* **TASK TO COMPLETE**: Write the records out again, precisely as they stand.

☆ ☆ ☆

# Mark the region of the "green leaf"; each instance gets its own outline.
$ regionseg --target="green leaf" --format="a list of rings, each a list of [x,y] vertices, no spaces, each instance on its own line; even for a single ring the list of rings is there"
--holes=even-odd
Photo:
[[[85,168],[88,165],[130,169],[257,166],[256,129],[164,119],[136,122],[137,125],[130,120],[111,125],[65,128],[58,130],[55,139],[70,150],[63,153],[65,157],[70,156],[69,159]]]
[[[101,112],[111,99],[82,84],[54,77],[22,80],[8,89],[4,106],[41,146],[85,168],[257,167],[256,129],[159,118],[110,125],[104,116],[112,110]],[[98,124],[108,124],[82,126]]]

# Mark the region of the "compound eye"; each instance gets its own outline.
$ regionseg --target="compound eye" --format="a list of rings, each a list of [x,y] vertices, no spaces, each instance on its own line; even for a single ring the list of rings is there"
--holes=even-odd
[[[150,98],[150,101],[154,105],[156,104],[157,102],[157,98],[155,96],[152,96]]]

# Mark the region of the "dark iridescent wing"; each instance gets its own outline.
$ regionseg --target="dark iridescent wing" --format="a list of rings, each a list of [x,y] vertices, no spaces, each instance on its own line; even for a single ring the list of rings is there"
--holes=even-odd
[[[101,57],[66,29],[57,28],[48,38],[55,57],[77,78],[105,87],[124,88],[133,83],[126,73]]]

☆ ☆ ☆

* **WRITTEN SOLUTION**:
# Mark the region of the "green leaf"; each instance gets its own outline.
$ regionseg --target="green leaf" --format="a list of rings, each a list of [x,y] vertices, no spaces, each instance on its own line; even for a single ring the list of rings is there"
--holes=even-odd
Photo:
[[[85,168],[88,165],[130,169],[257,166],[256,129],[164,119],[136,122],[137,125],[130,120],[111,125],[65,128],[58,130],[55,139],[70,150],[63,153],[65,157],[70,156],[69,159]]]
[[[101,112],[111,99],[82,84],[54,77],[22,80],[8,89],[4,106],[41,146],[85,168],[257,167],[256,129],[159,118],[110,125],[104,116],[112,110]],[[98,124],[108,124],[82,126]]]

# Mark the region of the "compound eye"; each instance gets its own outline.
$ regionseg --target="compound eye" --format="a list of rings, each a list of [x,y] vertices, no spaces, each instance on its own line; even for a single ring the list of rings is there"
--holes=even-odd
[[[150,98],[150,101],[154,105],[156,104],[157,102],[157,98],[155,96],[152,96]]]

# Mark the region of the "dark iridescent wing"; each instance gets its own outline.
$ regionseg --target="dark iridescent wing" --format="a list of rings, each a list of [x,y] vertices, no spaces, each instance on its own line; even for a single ring the list of rings is there"
--holes=even-odd
[[[101,57],[66,29],[57,28],[48,38],[55,57],[77,78],[105,87],[124,88],[133,83],[126,73]]]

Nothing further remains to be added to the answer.